Reproduce the material below, substituting "red poster" for each occurrence of "blue poster" and leaving everything else unchanged.

-- Start Extracted data --

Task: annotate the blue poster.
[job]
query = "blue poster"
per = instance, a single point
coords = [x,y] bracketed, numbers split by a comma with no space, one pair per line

-- End Extracted data --

(Solution to this task):
Task: annotate the red poster.
[job]
query = "red poster"
per = instance, a single point
coords = [x,y] bracketed, numbers split by a comma with no space, one pair per line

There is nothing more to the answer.